作业说明 :: 把下方清单中从含有“the blue scooter”的那一行到清单末尾的这一段转成编号列表，首尾两行都要收入，空行不计。

════════════════

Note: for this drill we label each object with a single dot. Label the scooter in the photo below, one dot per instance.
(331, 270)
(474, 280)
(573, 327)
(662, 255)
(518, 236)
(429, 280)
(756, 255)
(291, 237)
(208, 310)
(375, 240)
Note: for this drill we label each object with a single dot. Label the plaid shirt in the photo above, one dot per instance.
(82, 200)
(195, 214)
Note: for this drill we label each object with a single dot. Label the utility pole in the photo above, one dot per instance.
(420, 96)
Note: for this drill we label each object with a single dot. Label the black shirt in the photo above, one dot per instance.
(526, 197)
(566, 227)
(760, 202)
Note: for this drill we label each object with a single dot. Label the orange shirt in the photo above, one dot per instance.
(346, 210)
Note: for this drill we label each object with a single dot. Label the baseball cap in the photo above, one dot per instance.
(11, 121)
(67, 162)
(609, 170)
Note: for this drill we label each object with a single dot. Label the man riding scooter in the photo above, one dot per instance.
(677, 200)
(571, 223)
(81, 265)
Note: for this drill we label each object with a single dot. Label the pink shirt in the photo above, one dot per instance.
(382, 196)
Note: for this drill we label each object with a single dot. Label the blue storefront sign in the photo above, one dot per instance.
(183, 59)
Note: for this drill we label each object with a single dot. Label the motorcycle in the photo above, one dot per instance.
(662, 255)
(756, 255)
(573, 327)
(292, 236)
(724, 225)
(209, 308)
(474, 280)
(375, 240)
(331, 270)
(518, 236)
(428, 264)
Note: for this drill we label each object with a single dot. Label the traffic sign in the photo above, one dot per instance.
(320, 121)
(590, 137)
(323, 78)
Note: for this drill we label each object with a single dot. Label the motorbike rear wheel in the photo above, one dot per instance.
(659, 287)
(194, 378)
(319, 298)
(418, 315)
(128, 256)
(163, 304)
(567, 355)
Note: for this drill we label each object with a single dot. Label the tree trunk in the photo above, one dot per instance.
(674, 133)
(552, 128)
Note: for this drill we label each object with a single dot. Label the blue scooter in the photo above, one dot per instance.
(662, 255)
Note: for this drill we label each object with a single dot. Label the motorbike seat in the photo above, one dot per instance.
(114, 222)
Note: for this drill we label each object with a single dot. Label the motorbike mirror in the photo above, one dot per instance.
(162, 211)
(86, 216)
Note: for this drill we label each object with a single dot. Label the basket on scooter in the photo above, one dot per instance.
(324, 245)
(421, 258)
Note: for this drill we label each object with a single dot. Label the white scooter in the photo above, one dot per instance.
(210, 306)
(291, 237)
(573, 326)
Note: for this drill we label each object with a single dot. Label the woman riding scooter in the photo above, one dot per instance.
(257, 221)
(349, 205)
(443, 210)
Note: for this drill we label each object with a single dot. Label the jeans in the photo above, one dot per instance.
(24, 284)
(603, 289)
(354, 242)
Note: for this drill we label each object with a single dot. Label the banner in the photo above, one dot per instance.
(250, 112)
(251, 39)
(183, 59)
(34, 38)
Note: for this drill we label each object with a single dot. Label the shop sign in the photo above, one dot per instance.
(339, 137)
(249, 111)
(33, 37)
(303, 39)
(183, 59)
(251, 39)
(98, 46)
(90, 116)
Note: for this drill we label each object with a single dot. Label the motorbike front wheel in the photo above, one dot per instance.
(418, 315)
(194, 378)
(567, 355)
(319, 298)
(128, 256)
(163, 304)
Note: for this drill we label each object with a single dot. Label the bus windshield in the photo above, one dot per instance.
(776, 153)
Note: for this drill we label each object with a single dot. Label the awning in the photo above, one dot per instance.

════════════════

书面答案 ::
1. Note: for this drill we label each object with a single dot. Label the blue scooter in the photo above, one dot per instance.
2. (662, 255)
3. Note: for this drill we label each object with a single dot. Label the motorbike seat in the photo above, one dot per instance.
4. (114, 222)
5. Note: for this drill we label each object with a single dot. Label the motorbike mirror in the photo above, one dot per instance.
6. (162, 211)
7. (86, 216)
8. Note: for this drill we label each object with a single dot. Label the basket on scooter in the photo above, one dot per instance.
9. (324, 245)
10. (421, 258)
11. Note: for this drill we label each object with a single dot. Label the white scooter in the photo above, one dot per instance.
12. (210, 306)
13. (291, 237)
14. (573, 326)
15. Note: for this drill we label each object with a single dot. Label the woman riding scooter in the photo above, one dot per instance.
16. (257, 221)
17. (349, 205)
18. (443, 210)
19. Note: for this drill we label each object with a single dot. Label the jeans in the photo above, one dot per instance.
20. (24, 284)
21. (603, 289)
22. (354, 242)
23. Note: for this drill we label each object with a single dot. Label the banner in the photo above, one dot per instance.
24. (250, 112)
25. (251, 39)
26. (183, 59)
27. (34, 38)
28. Note: for this drill we label each object with a single dot. Label the shop sign in the photo above, one dot per instance.
29. (339, 137)
30. (249, 111)
31. (33, 37)
32. (303, 39)
33. (183, 59)
34. (251, 39)
35. (98, 46)
36. (90, 116)
37. Note: for this drill we label each object with a single dot. Label the motorbike front wheel in the photo above, one dot per instance.
38. (418, 315)
39. (194, 378)
40. (567, 355)
41. (319, 298)
42. (128, 256)
43. (163, 304)
44. Note: for this drill we label each object with a single dot. Label the bus windshield in the photo above, one dot per instance.
45. (776, 153)
46. Note: for this drill we label each object with a single dot. Label the awning in the photo above, one dot per instance.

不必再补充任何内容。